§ **WHAT THE TASK REQUIRES**
Copy out all of the lines below exactly; the pictures do not belong in the copy.

(PROVIDED RECORDS)

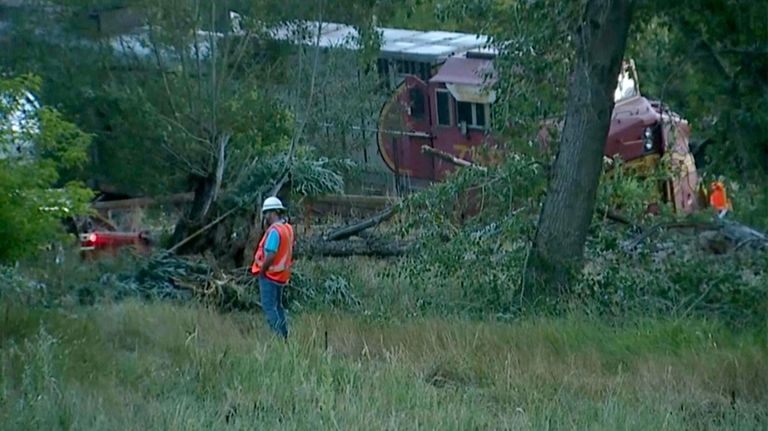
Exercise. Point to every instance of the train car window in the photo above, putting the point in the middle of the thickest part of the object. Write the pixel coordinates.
(464, 113)
(443, 107)
(481, 115)
(475, 115)
(417, 103)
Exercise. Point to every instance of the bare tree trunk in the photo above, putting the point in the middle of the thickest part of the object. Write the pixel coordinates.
(569, 204)
(206, 192)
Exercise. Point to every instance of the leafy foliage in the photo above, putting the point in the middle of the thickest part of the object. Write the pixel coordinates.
(34, 200)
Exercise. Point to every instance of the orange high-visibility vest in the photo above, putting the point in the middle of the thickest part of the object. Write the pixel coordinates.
(280, 270)
(717, 198)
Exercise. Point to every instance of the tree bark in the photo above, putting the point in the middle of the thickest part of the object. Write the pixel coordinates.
(568, 208)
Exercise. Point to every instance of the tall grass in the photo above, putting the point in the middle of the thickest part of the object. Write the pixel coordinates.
(159, 366)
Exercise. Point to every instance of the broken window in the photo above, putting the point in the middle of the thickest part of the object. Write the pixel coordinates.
(473, 114)
(443, 107)
(417, 103)
(464, 113)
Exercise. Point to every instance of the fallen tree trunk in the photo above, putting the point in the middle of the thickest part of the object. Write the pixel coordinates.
(317, 247)
(349, 231)
(425, 149)
(722, 235)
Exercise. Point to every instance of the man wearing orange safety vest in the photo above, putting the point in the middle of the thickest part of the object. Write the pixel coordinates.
(272, 263)
(718, 199)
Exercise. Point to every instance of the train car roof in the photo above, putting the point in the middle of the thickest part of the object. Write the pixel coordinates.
(397, 44)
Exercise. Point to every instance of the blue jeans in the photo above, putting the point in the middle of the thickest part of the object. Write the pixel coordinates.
(272, 304)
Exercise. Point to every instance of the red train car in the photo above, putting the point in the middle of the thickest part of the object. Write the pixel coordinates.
(451, 112)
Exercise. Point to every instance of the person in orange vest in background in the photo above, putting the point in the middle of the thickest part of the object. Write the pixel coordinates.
(272, 263)
(718, 199)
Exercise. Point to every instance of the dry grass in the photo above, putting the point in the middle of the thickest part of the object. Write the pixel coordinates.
(159, 366)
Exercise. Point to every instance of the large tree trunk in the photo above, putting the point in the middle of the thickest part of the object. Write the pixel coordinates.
(206, 191)
(569, 204)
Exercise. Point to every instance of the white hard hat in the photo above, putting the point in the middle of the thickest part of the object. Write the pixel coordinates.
(272, 204)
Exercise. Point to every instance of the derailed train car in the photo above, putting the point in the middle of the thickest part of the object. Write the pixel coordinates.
(442, 92)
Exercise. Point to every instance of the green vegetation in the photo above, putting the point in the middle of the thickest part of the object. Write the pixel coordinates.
(654, 331)
(36, 149)
(160, 366)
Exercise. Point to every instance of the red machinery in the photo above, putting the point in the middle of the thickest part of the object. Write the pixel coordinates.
(98, 242)
(451, 112)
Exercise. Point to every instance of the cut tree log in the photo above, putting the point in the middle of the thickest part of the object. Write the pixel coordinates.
(719, 236)
(316, 247)
(349, 231)
(450, 158)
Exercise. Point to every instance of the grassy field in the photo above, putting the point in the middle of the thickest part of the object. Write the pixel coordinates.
(160, 366)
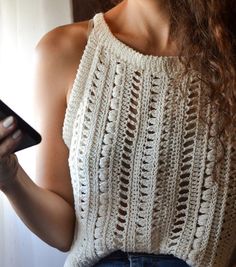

(End PROVIDED RECORDS)

§ **ANSWER FOR THE TASK**
Exercise. Point to every instance of the train car window in the photo above, putting the point in the middle of the thickest part of the object. Write the pixel coordinates.
(464, 113)
(443, 107)
(481, 115)
(475, 115)
(417, 103)
Exercise. Point to every instance of the bare tree trunk in the photo above, putting the point in the middle of the thickest part of the object. Write the pixel coordinates.
(569, 204)
(206, 192)
Exercise. Point to every instance of the leafy foliage in the photo above, putting the point in the middle of the thickest part of the object. Write the pixel coordinates.
(34, 200)
Exercise. Point to every instance of the orange high-visibility vest in the photo above, putting the point in the middle of the thickest part of the object. Write the pixel coordinates.
(280, 270)
(717, 198)
Exercise. Point to every instance of the tree bark in the photo above, putting the point in the middle of the thickest part of the object. Write the pixel coordinates.
(568, 208)
Exercise. Point to every instance of the tall grass in the photo above, putting the point in the middle of the thickest part of the object. Write the pixel coordinates.
(159, 366)
Exercise. Point to every instance of the broken window in the photo above, putting the point in the middle of the thickest part of the object. Write the pixel coordinates.
(473, 114)
(443, 107)
(417, 103)
(464, 113)
Exercise. Point to every instance of the fallen tree trunk in the photo above, putting the point in the middle of the thickest part of the object. Write the pixel coordinates.
(317, 247)
(349, 231)
(425, 149)
(722, 235)
Exercise. Point to every instance of the man wearing orange safety vest in the photo above, putting the point in the middle of the thickest part of the object. Write the pixel coordinates.
(272, 263)
(718, 199)
Exercise. Point to every instance of the train car roof in the photo above, putting the point in the middle of the thickest part of the object. Write the pixel coordinates.
(397, 44)
Exercise. Point to every instance of the blue jeans in the photo above, putting the point in the middle of the thickest part of the object. Write the pixel coordinates.
(272, 304)
Exercise. Point to every instance of the red train car in the photo above, putting the point in the middle of the thickest part of the object. Write the pixel coordinates.
(451, 112)
Exercise. Point to every instance of the person in orange vest in background in the photo above, putting the point in the middle of the thickest part of the object. Write the pixel coordinates.
(272, 263)
(718, 199)
Exercise. Point to every instance of the dry grass in the photo above, putting the point in the middle of the thickest part of the object. Write the pixel coordinates.
(159, 366)
Exercise. Point to every instance of the large tree trunk in the photo above, putting the point in the middle of the thickest part of the object. Write the pixel coordinates.
(206, 191)
(569, 204)
Exercise. Point to every instance of the white hard hat in the photo above, putting the point in the middle of the thickest part of the object. Write the pixel coordinates.
(272, 204)
Exercise. Point to every instance of the derailed train car in the photo above, putting the point in the middle of the thickest part of the object. Write the pixel coordinates.
(442, 92)
Exercise. Point to every instance of the green vegetation in the photo above, putting the point in the middle of the thickest part of the object. Write the pixel coordinates.
(654, 331)
(36, 149)
(160, 366)
Exercise. Point to every instance of the red machinery in the photo above, putting the point in the middle of the thickest part of the object. Write the pixel coordinates.
(98, 242)
(451, 112)
Exercise. Point to every instance of the cut tree log in the photo above, putting the point in the middle of the thickest part of the object. Write the pixel coordinates.
(719, 236)
(316, 247)
(349, 231)
(450, 158)
Exercise. Point to every instance of the grassy field in the photo above, putting the point in the middle of the thickest part of the object. Write the pixel coordinates.
(160, 366)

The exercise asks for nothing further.